◆ Position identification records
-- BEGIN --
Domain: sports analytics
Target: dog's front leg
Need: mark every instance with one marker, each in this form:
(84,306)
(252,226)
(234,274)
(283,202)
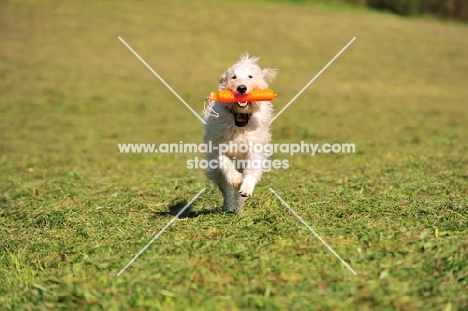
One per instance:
(252,175)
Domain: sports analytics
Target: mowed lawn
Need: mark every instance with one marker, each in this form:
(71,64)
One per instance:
(74,211)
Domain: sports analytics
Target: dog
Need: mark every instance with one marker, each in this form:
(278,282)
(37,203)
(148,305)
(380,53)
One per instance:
(238,124)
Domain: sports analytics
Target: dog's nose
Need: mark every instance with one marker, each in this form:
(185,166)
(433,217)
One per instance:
(242,89)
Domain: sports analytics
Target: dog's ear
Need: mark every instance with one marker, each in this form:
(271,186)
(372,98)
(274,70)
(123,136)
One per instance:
(269,74)
(222,85)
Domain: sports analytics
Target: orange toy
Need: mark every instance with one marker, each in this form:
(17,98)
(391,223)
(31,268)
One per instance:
(255,95)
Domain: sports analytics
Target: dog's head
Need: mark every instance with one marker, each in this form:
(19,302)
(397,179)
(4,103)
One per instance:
(243,77)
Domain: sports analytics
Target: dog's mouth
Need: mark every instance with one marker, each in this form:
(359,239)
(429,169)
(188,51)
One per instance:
(241,119)
(242,104)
-- END --
◆ Objective
Change "sports analytics" to "pet photography" throughout the data above, and leave everything else as it is. Please omit the pictures from your copy.

◆ Reply
Domain: pet photography
Target: dog's front leg
Need: mark every instance with one marker, each in this form:
(84,306)
(252,226)
(234,274)
(283,202)
One per instance:
(252,175)
Domain: pet photography
Target: mowed lawn
Need: mark every instance with one marker, each in this form:
(71,64)
One per instance:
(74,211)
Domain: pet photography
Target: dog
Need: mark every instance with one marker, each in this form:
(278,282)
(37,203)
(148,305)
(380,53)
One per instance:
(238,124)
Domain: pet photography
Target: dog's nose
Need: mark every instance with one marker, each in this form:
(185,166)
(433,217)
One per instance:
(242,89)
Domain: pet photography
Target: dog's ear
Need: mark every instance with one marker, each in this form:
(271,186)
(372,98)
(274,70)
(123,136)
One per instance:
(269,74)
(222,85)
Domain: pet photography
Target: orange toy
Need: mark every instance with one marker, each in this form:
(17,98)
(391,223)
(31,268)
One per instance:
(255,95)
Domain: pet photography
Target: dog's head
Need: mark every instance with one marker, each in this form:
(19,302)
(397,179)
(4,103)
One per instance:
(243,77)
Domain: pet photography
Target: dog's mouth
Need: mark every instance with one marker, each in this form:
(359,239)
(429,169)
(188,51)
One per instance:
(241,119)
(242,104)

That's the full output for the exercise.